**SELECTED EXCERPT**
▼▼▼

May 30, 2023

How a coastal Louisiana tribe is using generations of resilience to handle the pandemic

When the COVID-19 outbreak first reached Louisiana and residents were ordered to stay at home, Marie Marlene V. Foret tapped into some of the skills she learned seven decades ago.

Foret chairs the tribal council of the Grand Caillou/Dulac Band of Biloxi-Chitimacha-Choctaw, which has lived along the bayous south of Houma, Louisiana for generations. When Foret was a child in the 1940s and ’50s, her family packed up every fall and moved to a trapping camp at the edge of the Gulf of Mexico. Her father caught mink, otter, and muskrat, which he sold to traders for their pelts. During trapping season, the family lived in a wood-frame house, insulated with newspaper and illuminated with coal-oil lamps. They ate what they grew and hunted: garden vegetables, ducks, and the coots French-speaking Louisianans call pouldeau.

Self-isolation was the norm. “We stayed weeks and weeks and weeks without seeing anybody,” said Foret, who is 73. “So we were secluded from the get-go.”

▲▲▲

**COLLECTED MATERIAL**
▼▼▼

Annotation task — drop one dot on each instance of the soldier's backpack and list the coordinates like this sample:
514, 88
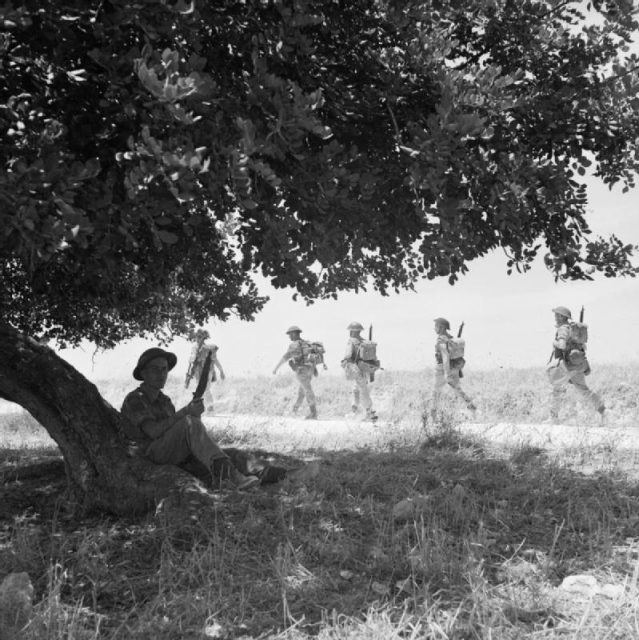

▲▲▲

**TASK TO CARRY OUT**
Transcribe the portion of the article about the coastal Louisiana tribe that begins with the words containing "Foret chairs the" and ends with "French-speaking Louisianans call pouldeau.".

**WRITTEN REPLY**
Foret chairs the tribal council of the Grand Caillou/Dulac Band of Biloxi-Chitimacha-Choctaw, which has lived along the bayous south of Houma, Louisiana for generations. When Foret was a child in the 1940s and ’50s, her family packed up every fall and moved to a trapping camp at the edge of the Gulf of Mexico. Her father caught mink, otter, and muskrat, which he sold to traders for their pelts. During trapping season, the family lived in a wood-frame house, insulated with newspaper and illuminated with coal-oil lamps. They ate what they grew and hunted: garden vegetables, ducks, and the coots French-speaking Louisianans call pouldeau.